**Set task**
Shift each pixel coordinate in the answers by adding 89, and reproduce the items' lines in full, requests included. Omit the pictures.

----------------

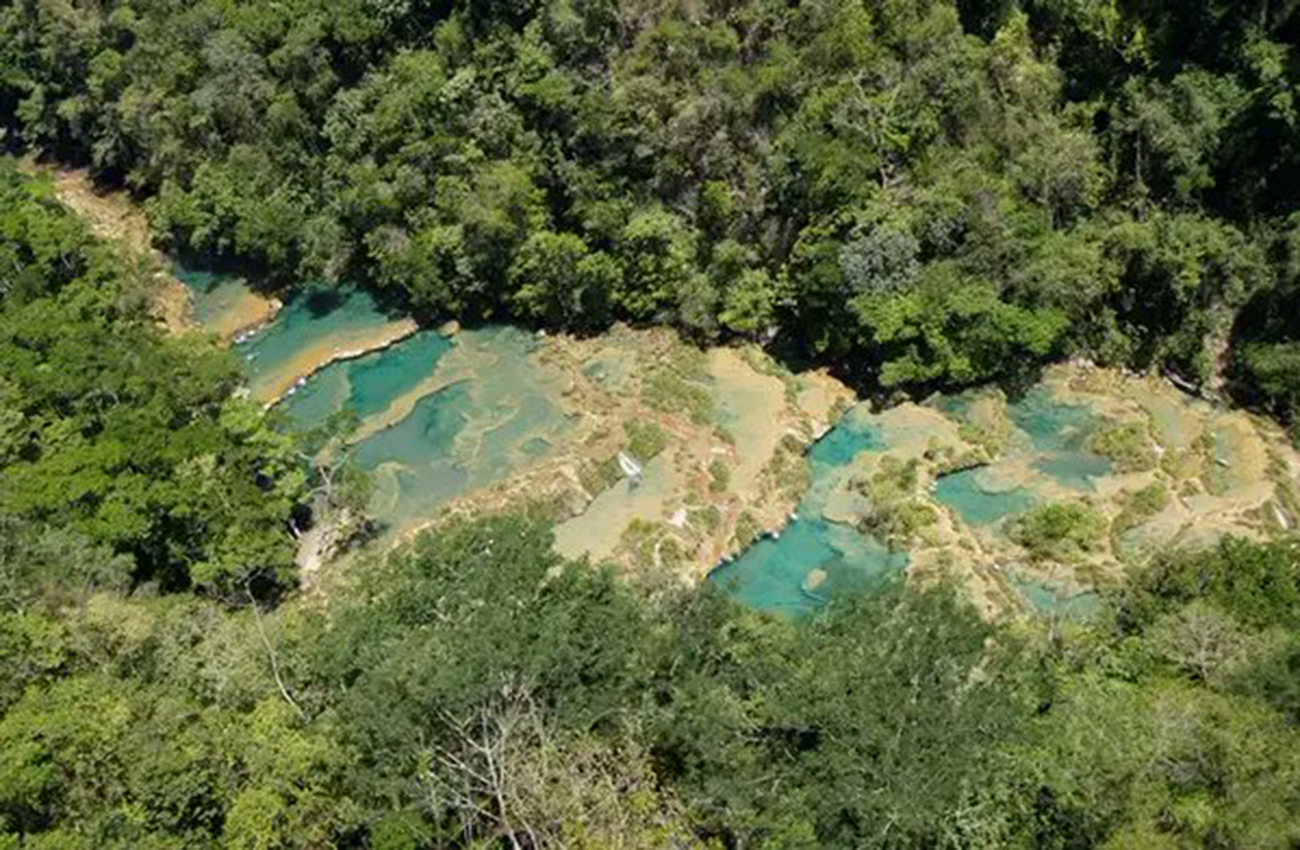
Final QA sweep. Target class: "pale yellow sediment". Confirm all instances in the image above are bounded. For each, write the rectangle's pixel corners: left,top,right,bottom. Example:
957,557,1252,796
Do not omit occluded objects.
709,348,788,499
251,318,420,407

----------------

**Task answer**
Final QA sweep. Target class: "pale yellow sediment". Confirm all instances in the image above are bounded. For each, write the rectangle's pixel corners: left,top,right,bottom. Example:
957,557,1252,796
Do not omit occluded objects.
798,437,877,588
340,407,509,496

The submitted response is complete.